## DATASET RECORDS:
========================
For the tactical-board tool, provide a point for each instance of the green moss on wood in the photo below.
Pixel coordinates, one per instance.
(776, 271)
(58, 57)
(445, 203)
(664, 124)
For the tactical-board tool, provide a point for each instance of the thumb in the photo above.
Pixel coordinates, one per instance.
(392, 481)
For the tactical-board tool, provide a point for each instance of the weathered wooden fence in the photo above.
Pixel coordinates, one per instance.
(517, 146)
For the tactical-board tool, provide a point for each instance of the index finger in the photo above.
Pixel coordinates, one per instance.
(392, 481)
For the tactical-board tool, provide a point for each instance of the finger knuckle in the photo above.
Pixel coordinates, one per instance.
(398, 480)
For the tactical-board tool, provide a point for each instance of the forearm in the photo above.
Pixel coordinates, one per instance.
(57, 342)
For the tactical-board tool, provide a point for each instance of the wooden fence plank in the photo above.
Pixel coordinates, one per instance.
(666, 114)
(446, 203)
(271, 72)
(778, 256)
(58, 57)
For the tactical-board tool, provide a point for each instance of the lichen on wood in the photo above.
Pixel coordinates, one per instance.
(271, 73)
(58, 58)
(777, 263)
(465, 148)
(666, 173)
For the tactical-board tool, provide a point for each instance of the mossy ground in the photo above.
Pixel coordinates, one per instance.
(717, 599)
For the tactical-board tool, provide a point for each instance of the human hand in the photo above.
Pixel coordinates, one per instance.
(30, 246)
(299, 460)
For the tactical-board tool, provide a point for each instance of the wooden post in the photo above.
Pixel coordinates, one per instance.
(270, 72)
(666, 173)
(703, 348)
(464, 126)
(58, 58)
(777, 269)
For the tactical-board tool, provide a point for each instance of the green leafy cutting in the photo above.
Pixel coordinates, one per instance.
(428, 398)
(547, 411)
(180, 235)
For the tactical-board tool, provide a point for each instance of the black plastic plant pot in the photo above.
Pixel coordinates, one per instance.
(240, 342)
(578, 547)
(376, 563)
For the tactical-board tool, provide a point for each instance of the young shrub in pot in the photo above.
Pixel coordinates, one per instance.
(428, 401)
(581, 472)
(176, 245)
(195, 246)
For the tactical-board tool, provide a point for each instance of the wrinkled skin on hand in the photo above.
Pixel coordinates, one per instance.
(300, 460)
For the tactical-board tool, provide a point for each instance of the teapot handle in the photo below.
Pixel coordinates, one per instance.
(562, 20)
========================
Present the lines above as a Markdown table with the columns "Number" and "Text", one row per line, leaving out any blank lines.

| Number | Text |
|---|---|
| 1 | For the tactical-board tool, provide a point for each instance of the green moss on wood in the photo below. |
| 2 | Pixel coordinates, one per instance. |
| 3 | (776, 271) |
| 4 | (58, 57) |
| 5 | (445, 203) |
| 6 | (664, 124) |
| 7 | For the tactical-board tool, provide a point for each instance of the thumb in the photo above. |
| 8 | Pixel coordinates, one per instance. |
| 9 | (392, 481) |
| 10 | For the tactical-board tool, provide a point for each instance of the weathered wooden fence in the photo above. |
| 11 | Pixel coordinates, one per instance. |
| 12 | (517, 146) |
| 13 | For the tactical-board tool, provide a point for each instance of the index finger in the photo above. |
| 14 | Pixel coordinates, one per instance. |
| 15 | (392, 481) |
| 16 | For the tactical-board tool, provide a point for each instance of the finger knuckle in the photo above. |
| 17 | Pixel coordinates, one per instance. |
| 18 | (398, 480) |
| 19 | For the tactical-board tool, provide a point for each instance of the forearm in the photo above. |
| 20 | Pixel coordinates, one per instance. |
| 21 | (57, 342) |
| 22 | For the tactical-board tool, provide a point for each instance of the wooden fence plank in the photo above. |
| 23 | Pixel coordinates, one per instance. |
| 24 | (666, 114) |
| 25 | (446, 203) |
| 26 | (271, 72) |
| 27 | (778, 256) |
| 28 | (58, 57) |
| 29 | For the tactical-board tool, provide a point for each instance of the lichen on wood in the photo above. |
| 30 | Pixel coordinates, one per instance. |
| 31 | (271, 73) |
| 32 | (58, 58) |
| 33 | (777, 263) |
| 34 | (465, 148) |
| 35 | (666, 173) |
| 36 | For the tactical-board tool, provide a point for each instance of the mossy ground in the photo above. |
| 37 | Pixel coordinates, one per instance. |
| 38 | (717, 599) |
| 39 | For the tactical-board tool, provide a point for each instance of the human hand in the photo above. |
| 40 | Pixel coordinates, one per instance. |
| 41 | (30, 246) |
| 42 | (299, 460) |
| 43 | For the tactical-board tool, provide a point for each instance of the wooden post in the photo above. |
| 44 | Pixel coordinates, one per instance. |
| 45 | (270, 72) |
| 46 | (666, 173) |
| 47 | (703, 348) |
| 48 | (464, 126) |
| 49 | (58, 58) |
| 50 | (777, 269) |
| 51 | For the tactical-board tool, provide a point for each instance of the green leafy cutting in the photo above. |
| 52 | Pixel coordinates, one per instance. |
| 53 | (428, 398) |
| 54 | (547, 411) |
| 55 | (180, 235) |
| 56 | For the tactical-board tool, provide a point for each instance of the black plastic plant pot in the photo above. |
| 57 | Pixel coordinates, one per instance. |
| 58 | (240, 342) |
| 59 | (578, 547) |
| 60 | (376, 563) |
| 61 | For the tactical-board tool, provide a point for each instance of the young shrub in pot in the photo above. |
| 62 | Pixel coordinates, one per instance. |
| 63 | (428, 401) |
| 64 | (581, 472) |
| 65 | (176, 245) |
| 66 | (195, 246) |
| 67 | For the tactical-board tool, provide a point for each instance of the wrinkled skin on hand in the photo above. |
| 68 | Pixel coordinates, one per instance. |
| 69 | (300, 460) |
| 70 | For the tactical-board tool, provide a point for each instance of the teapot handle in the photo below. |
| 71 | Pixel coordinates, one per instance. |
| 72 | (562, 20) |